### Work instructions
Reproduce the data from the line containing "Given the image above, detect red" through the line containing "[391,365,416,377]", switching each "tram" to "streetcar" and leaving everything else unchanged. Return only that span.

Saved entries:
___

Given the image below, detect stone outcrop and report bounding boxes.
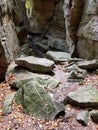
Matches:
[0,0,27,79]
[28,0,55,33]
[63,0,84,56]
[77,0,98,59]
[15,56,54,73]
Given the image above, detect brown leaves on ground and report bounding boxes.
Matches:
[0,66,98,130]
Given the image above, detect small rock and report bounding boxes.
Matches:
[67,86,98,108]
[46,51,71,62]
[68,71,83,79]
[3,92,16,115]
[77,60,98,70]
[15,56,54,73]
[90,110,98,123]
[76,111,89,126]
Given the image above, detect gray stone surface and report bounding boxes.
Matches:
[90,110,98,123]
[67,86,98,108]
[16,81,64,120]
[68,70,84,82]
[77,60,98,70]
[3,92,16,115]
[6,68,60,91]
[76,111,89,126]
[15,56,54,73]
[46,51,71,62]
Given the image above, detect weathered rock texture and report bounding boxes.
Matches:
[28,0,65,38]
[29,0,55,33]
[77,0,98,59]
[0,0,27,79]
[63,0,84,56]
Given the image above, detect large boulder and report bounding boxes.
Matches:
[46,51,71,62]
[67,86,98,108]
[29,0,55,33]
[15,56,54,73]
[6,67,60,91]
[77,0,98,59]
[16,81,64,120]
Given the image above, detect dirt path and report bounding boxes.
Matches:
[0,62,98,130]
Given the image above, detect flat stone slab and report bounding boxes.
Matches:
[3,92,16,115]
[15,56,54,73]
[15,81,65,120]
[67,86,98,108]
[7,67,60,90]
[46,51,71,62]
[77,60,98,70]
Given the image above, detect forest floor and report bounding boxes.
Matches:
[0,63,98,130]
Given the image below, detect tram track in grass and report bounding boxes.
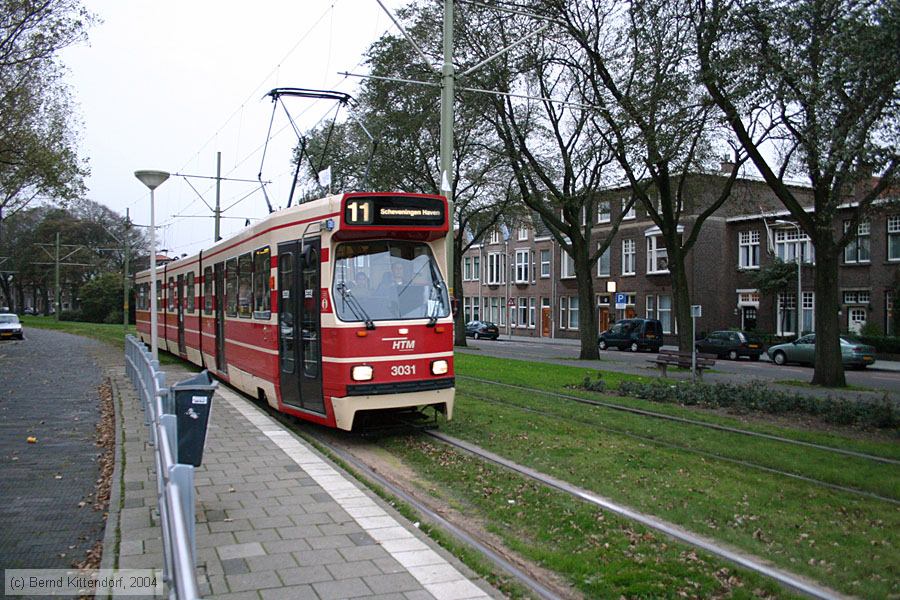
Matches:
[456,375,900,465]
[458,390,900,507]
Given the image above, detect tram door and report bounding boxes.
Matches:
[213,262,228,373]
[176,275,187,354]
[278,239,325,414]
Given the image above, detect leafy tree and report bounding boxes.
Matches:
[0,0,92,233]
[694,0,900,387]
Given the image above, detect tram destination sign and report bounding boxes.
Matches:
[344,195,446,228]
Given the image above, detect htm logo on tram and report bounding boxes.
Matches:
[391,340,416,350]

___

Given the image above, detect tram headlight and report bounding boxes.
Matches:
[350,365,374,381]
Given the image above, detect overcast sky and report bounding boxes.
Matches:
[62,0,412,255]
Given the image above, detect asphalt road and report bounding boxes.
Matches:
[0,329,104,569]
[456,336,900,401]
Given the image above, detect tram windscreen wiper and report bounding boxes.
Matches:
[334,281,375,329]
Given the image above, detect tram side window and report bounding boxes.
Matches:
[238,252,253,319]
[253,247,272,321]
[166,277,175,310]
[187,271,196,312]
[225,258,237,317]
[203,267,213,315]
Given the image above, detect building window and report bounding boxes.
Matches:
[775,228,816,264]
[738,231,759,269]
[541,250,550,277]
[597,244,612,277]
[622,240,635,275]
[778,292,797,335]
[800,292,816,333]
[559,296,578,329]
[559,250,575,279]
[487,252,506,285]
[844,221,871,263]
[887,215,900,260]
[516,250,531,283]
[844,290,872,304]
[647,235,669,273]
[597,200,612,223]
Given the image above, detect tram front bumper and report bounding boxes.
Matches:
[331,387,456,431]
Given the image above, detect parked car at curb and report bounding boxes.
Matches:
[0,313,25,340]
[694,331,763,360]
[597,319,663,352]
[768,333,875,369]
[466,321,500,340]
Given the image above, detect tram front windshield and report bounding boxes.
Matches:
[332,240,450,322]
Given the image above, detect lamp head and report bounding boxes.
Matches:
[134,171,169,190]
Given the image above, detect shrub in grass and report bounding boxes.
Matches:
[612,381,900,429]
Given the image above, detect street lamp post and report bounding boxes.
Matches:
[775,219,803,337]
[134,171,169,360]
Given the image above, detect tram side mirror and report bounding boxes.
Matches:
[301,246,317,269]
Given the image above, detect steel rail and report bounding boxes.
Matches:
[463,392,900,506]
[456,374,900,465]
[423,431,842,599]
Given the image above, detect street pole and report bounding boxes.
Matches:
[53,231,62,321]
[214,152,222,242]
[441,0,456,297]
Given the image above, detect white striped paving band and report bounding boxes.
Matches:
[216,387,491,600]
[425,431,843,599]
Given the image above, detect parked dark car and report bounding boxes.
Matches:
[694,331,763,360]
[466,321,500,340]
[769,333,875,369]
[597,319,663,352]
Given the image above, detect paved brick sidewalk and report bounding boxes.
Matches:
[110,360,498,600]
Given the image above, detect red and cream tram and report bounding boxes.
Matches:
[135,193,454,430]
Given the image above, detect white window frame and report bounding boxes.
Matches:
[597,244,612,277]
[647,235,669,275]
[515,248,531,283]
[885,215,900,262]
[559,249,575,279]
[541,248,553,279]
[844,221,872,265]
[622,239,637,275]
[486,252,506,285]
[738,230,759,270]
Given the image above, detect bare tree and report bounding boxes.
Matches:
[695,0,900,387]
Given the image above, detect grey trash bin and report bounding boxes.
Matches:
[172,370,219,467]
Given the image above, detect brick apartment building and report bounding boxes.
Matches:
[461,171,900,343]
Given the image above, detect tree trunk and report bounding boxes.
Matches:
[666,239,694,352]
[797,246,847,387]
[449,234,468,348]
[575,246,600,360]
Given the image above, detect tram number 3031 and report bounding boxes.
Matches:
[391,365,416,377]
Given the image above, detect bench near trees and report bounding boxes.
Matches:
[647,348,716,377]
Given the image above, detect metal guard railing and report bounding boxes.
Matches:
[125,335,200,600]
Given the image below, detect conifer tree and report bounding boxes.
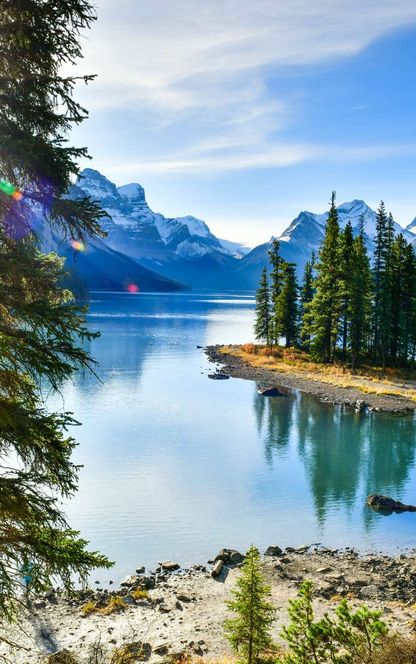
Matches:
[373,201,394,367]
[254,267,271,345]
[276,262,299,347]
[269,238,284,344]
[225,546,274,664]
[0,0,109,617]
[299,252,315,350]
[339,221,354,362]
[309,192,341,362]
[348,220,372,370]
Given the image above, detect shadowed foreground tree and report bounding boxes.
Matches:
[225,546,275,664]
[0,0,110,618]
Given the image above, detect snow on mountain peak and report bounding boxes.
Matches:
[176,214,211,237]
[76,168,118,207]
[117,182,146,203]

___

### Reply to the exercise
Given the image above, detect red and cream streetcar and report bounding boxes.
Matches:
[135,193,454,430]
Given the image above, detect white window frame and report bounding boxes.
Matches:
[597,244,612,277]
[647,235,669,275]
[515,248,531,283]
[885,215,900,262]
[559,249,575,279]
[541,248,553,279]
[844,221,872,265]
[622,239,637,275]
[486,252,506,285]
[738,230,759,270]
Given the image above, detect bare tree and report bounding boxes.
Matches:
[695,0,900,387]
Given the image above, detect grey trash bin and report bounding boxes.
Matches:
[172,370,219,467]
Given the image above, detect brick apartment building and report bounding boxes.
Matches:
[461,171,900,343]
Given the image above, detect tree trunk and report bounding boxes.
Matches:
[666,239,694,352]
[797,246,847,387]
[449,234,468,348]
[575,246,600,360]
Given the image above, detect streetcar number 3031 and report bounding boxes.
Matches:
[391,365,416,377]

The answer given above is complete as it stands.